**Given request**
Reproduce word for word everything in the material below, from the line containing "Ground the distant" down to the line containing "0, 173, 75, 200", with both of those lines included.

+++

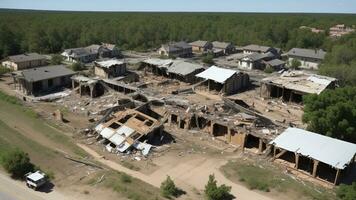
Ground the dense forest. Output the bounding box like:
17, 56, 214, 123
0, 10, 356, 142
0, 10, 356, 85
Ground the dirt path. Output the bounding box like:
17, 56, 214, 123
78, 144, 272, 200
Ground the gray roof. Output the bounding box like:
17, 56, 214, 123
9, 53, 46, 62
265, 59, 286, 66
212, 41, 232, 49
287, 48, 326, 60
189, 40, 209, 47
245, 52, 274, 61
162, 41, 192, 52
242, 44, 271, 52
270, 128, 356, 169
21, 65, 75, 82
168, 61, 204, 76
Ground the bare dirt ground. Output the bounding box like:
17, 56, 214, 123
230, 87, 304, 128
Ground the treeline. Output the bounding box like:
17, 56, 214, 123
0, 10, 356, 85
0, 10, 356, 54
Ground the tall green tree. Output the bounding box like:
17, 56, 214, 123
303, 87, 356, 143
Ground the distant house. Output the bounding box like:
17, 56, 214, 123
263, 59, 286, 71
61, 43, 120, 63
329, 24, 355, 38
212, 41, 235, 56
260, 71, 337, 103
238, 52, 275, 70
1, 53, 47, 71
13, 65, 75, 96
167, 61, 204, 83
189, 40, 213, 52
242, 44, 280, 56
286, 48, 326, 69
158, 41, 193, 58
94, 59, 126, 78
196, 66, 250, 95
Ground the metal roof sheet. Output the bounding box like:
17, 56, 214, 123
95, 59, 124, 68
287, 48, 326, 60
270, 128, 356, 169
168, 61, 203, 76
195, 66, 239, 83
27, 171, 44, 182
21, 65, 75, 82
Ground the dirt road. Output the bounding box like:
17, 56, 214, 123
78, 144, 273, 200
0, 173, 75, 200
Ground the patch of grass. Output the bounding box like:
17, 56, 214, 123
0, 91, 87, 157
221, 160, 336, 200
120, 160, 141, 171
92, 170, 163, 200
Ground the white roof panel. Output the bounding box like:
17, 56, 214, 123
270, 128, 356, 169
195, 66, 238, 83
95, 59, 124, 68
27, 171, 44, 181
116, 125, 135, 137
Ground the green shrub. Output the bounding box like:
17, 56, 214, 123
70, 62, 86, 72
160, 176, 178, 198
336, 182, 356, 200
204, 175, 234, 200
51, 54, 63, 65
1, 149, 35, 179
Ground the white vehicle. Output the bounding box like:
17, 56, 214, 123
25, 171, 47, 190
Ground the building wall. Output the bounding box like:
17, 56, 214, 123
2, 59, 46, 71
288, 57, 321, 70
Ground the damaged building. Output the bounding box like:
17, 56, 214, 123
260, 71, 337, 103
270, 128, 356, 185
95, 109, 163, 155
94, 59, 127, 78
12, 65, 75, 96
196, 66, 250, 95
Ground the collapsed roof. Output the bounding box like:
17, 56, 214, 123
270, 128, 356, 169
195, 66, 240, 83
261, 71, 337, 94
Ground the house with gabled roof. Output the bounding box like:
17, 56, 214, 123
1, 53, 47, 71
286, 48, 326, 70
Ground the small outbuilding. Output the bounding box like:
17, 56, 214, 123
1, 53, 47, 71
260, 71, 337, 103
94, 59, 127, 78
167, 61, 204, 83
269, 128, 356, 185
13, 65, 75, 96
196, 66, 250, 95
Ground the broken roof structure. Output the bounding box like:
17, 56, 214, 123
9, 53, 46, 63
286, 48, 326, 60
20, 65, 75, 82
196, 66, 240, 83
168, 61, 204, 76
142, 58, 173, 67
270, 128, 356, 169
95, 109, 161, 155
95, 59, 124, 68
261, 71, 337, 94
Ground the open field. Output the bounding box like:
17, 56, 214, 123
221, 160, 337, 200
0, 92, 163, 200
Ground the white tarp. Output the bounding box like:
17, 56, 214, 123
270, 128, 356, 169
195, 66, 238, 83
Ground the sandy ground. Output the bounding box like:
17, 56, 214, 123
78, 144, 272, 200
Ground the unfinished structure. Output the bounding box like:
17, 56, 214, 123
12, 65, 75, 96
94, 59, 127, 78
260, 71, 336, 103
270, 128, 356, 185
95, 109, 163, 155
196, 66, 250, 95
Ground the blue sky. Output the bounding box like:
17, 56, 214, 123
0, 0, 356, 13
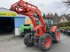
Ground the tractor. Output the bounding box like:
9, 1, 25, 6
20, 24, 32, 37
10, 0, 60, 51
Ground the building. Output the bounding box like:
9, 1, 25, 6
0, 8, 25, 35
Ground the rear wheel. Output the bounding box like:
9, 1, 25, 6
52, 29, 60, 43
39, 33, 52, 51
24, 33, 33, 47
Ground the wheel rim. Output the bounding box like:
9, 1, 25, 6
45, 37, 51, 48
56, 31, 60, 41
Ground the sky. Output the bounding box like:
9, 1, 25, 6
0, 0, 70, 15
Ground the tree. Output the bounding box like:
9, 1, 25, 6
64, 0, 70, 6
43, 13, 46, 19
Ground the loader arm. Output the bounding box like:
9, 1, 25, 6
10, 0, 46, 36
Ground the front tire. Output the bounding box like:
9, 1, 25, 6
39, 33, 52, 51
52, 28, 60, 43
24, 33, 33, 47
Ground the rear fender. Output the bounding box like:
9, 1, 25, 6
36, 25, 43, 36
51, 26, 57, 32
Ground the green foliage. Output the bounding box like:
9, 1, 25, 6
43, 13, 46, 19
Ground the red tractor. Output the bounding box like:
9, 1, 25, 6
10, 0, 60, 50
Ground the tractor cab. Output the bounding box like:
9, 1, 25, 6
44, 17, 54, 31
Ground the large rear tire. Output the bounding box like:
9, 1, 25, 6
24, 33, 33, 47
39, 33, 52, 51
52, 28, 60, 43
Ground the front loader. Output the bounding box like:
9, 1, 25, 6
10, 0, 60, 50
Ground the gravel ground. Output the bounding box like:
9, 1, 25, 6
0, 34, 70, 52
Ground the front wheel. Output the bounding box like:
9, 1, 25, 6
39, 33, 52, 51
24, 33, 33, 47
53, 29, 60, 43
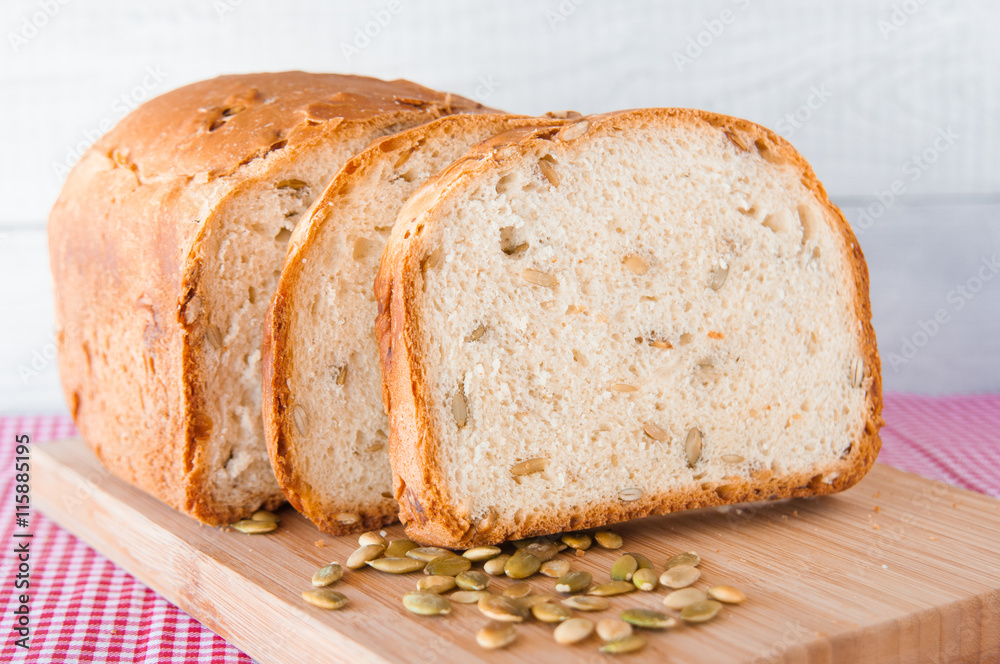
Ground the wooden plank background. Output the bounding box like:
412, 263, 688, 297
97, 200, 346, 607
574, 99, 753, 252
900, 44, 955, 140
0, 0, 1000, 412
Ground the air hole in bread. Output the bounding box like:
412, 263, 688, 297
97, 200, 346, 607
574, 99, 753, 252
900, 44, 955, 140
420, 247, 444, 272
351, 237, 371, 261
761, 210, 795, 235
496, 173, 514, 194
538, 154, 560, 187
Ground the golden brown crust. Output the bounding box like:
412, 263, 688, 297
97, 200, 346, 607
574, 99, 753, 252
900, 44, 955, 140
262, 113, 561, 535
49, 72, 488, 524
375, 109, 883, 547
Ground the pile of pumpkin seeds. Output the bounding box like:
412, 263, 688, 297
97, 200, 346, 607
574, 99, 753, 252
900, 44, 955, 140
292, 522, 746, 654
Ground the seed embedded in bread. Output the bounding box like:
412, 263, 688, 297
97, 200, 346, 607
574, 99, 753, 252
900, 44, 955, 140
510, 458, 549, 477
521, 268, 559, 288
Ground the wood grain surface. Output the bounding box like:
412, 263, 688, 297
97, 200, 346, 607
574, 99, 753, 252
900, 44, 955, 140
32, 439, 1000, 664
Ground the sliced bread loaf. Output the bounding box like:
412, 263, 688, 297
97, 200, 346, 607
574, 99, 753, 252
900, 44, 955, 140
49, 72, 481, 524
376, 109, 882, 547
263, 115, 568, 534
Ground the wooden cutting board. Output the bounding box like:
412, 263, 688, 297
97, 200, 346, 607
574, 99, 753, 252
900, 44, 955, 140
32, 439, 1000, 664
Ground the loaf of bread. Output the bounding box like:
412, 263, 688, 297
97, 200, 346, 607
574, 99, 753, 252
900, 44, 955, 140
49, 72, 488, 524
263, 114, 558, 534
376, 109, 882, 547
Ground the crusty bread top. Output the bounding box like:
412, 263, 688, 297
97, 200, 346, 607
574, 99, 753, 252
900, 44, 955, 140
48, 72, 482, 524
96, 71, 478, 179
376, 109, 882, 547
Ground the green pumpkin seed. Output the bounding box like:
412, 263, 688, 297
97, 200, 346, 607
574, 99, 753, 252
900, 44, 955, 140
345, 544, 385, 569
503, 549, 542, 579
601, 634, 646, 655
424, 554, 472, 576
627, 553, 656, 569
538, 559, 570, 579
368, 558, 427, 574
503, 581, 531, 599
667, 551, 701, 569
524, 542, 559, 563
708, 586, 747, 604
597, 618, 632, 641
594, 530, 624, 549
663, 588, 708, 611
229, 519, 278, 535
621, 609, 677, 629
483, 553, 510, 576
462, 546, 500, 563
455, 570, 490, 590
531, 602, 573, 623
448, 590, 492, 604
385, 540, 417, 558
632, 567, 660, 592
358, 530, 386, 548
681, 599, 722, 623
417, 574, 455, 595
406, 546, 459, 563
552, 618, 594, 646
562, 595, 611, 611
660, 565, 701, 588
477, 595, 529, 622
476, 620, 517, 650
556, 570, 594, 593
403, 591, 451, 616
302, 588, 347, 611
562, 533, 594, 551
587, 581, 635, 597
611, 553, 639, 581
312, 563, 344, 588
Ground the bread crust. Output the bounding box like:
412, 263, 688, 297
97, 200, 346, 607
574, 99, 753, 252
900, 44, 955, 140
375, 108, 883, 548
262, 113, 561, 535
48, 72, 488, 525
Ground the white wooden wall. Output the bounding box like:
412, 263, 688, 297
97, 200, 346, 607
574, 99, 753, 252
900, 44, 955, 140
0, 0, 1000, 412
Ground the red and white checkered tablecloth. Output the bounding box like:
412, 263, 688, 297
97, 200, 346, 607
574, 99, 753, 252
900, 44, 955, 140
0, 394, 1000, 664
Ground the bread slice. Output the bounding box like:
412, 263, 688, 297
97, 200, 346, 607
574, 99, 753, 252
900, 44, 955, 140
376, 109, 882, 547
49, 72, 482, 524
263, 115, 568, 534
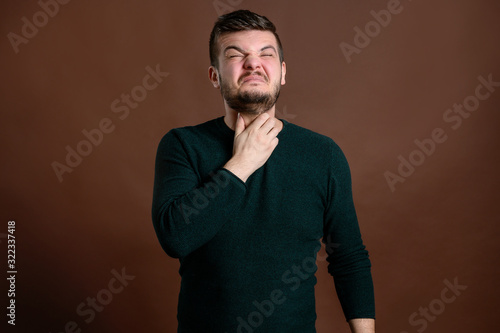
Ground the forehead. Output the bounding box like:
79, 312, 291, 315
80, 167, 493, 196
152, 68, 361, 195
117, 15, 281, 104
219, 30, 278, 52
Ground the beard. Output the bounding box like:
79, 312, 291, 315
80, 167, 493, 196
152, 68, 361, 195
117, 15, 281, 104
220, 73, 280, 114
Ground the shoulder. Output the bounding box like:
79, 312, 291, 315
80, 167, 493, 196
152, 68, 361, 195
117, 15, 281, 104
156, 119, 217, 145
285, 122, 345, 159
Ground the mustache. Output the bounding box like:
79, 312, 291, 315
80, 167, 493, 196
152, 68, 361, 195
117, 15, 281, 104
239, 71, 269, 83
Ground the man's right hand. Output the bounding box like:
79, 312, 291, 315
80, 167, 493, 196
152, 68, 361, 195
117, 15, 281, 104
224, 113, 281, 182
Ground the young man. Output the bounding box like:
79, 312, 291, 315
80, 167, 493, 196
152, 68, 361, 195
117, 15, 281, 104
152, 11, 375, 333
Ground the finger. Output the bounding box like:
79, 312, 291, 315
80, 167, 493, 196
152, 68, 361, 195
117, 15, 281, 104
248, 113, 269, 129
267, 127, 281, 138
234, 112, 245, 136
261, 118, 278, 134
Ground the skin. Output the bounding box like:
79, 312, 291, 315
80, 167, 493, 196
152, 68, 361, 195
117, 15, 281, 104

+++

**Reply**
Ground the distant house. Output the bounding box like:
17, 56, 214, 123
263, 59, 286, 71
61, 43, 120, 63
329, 24, 355, 38
212, 41, 235, 56
260, 71, 337, 103
238, 52, 275, 70
1, 53, 47, 71
13, 65, 75, 96
167, 61, 204, 83
189, 40, 213, 52
242, 44, 280, 56
286, 48, 326, 69
158, 41, 193, 58
94, 59, 126, 78
196, 66, 250, 95
Ground the metal roof sheet. Output the bounding box like:
17, 56, 214, 123
95, 59, 124, 68
287, 48, 326, 60
270, 128, 356, 169
168, 61, 203, 76
195, 66, 239, 83
27, 171, 44, 182
21, 65, 75, 82
Ground the dirt road. Output the bounding box like:
17, 56, 214, 123
78, 144, 273, 200
0, 173, 75, 200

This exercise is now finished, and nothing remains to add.